- [Exercise set]
1. Using the abstract on p137 and trichloroethylene exposure, decide whether each statement agrees with it. Answer yes or no for each, and quote the deciding words. (a) p137 is among the transcripts downregulated after halogenated hydrocarbon exposure. (b) By St. 29, p137 is no longer expressed in the endocardium of the chicken heart. (c) Exposing atrioventricular explants to p137 antibody blocked epithelial-mesenchymal transformation of endothelial cells.
2. According to the abstract on p137 and trichloroethylene exposure, which stress-responsive genes were upregulated?

- [Extract to read]
Identification and characterization of p137 a differentially regulated cardiac marker of embryonic trichloroethylene exposure

Abstract

Embryonic trichloroethylene (TCE) exposure was previously shown to be associated with an increased incidence of cardiac birth defects. Although embryo data are lacking exposure studies on adult animals show an association between halogenated hydrocarbon exposure and modifications in gene expression. The present study was undertaken to identify embryonic mRNA transcripts differentially expressed following TCE or metabolite exposure. This study identified numerous differentially regulated transcripts following halogenated hydrocarbon exposure. Examples of upregulated transcripts include stress responsive genes (Hsp 70, Hsp 70 cognate), a Ca²⁺-ATPase, calreticulin and serum response factor while downregulated transcripts include Midkine (RARP), numerous ribosomal proteins (8s, 18s, 24s), p137 and vimentin. p137 was a candidate sequence marked for further study to determine whether this sequence could be utilized as a molecular marker of TCE exposure. p137 showed a correlation between increased levels of maternal TCE exposure and decreased levels of transcript expressed in E11 fetal tissue. Immunohistochemical staining using an affinity purified antibody to p137 demonstrates widespread expression in rat E11 and chicken St. 17 embryos. p137 protein is broadly expressed in chicken St. 13 through St. 22 heart, but by St. 29 becomes more restricted in the ventricular myocardium with continued endocardial expression. At stages between St. 13 and St. 17 in chick embryos the ectodermal epithelium, yolk sac epithelium, dermatome, developing optic vesicle and neural tube express p137 protein. To explore potential function of p137, atrioventricular explants were exposed to affinity purified p137 antibody. Results show that p137 antibody treatment blocks epithelial-mesenchymal transformation of endothelial cells in-vitro. This study shows that p137 is expressed during rat and chicken mid-gestation in heart and other epithelial tissue derivatives and appears to play a role in the epithelial-mesenchymal transformation of the cardiac atrioventricular cushions. p137 is identified as a useful marker of developmental exposure to halogenated hydrocarbons and its altered expression may contribute to the phenotype of the affected heart.

- [Given data]
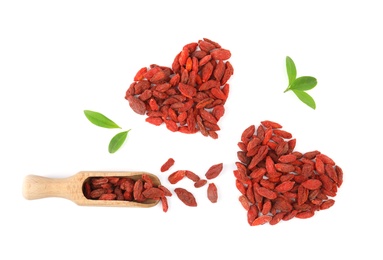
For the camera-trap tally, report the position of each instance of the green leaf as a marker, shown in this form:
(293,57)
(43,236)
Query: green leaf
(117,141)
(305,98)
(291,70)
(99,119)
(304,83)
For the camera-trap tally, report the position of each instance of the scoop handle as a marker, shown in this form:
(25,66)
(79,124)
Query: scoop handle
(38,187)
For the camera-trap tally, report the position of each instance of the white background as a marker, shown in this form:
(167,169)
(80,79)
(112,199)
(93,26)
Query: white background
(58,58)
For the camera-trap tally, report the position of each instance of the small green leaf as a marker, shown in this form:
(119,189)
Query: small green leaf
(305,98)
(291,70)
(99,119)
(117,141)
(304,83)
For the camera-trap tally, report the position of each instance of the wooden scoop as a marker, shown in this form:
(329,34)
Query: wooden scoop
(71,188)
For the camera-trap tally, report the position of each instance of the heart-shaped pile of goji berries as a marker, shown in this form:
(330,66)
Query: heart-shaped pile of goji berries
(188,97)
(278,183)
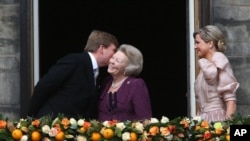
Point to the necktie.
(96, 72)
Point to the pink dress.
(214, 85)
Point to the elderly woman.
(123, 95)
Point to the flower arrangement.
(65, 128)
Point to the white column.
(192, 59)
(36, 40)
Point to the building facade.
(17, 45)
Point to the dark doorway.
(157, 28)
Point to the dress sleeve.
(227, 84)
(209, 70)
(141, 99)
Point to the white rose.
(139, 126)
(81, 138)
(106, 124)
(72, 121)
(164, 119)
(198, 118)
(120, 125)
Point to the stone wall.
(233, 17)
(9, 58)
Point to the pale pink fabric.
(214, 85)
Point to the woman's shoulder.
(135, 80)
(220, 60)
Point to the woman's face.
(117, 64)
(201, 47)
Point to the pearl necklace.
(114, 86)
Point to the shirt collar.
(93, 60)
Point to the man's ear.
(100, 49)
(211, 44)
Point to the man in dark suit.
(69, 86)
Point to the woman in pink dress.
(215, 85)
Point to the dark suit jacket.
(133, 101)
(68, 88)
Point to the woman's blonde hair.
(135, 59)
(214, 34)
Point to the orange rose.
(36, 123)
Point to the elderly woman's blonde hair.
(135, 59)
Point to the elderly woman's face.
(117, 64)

---

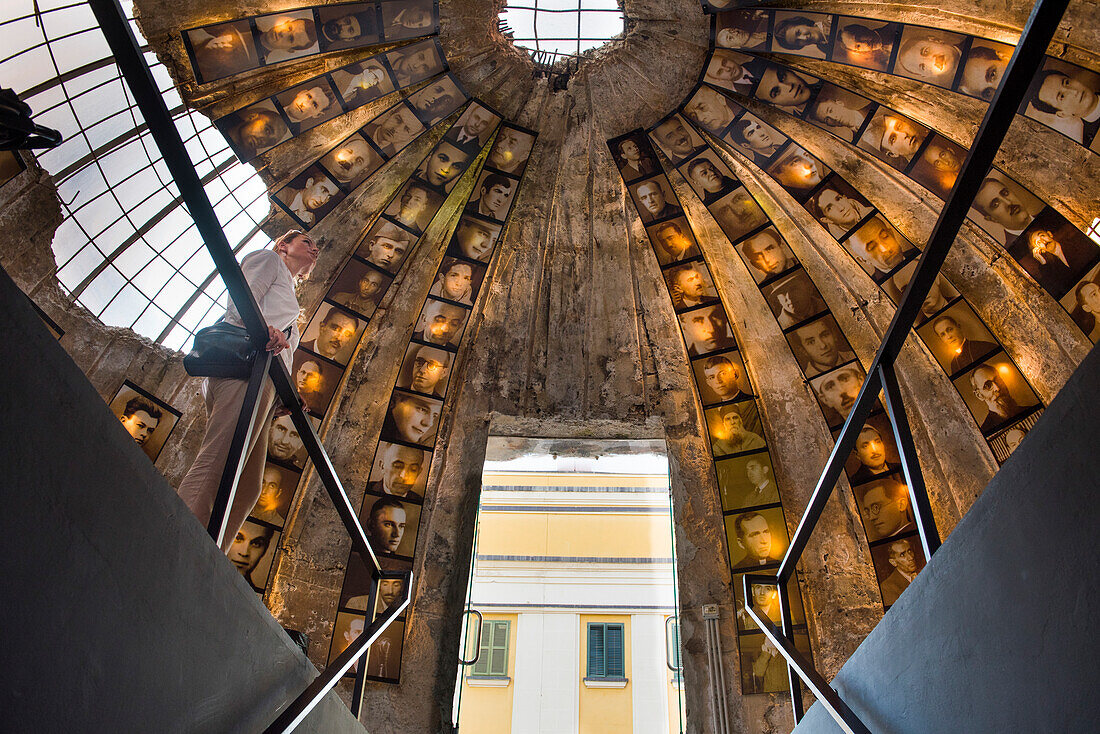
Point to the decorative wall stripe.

- [Solutions below]
1.
(a) Yes: "downregulated transcripts include Midkine (RARP), numerous ribosomal proteins (8s, 18s, 24s), p137 and vimentin"
(b) No: "by St. 29 becomes more restricted in the ventricular myocardium with continued endocardial expression"
(c) Yes: "p137 antibody treatment blocks epithelial-mesenchymal transformation of endothelial cells in-vitro"

2. Hsp 70 and Hsp 70 cognate.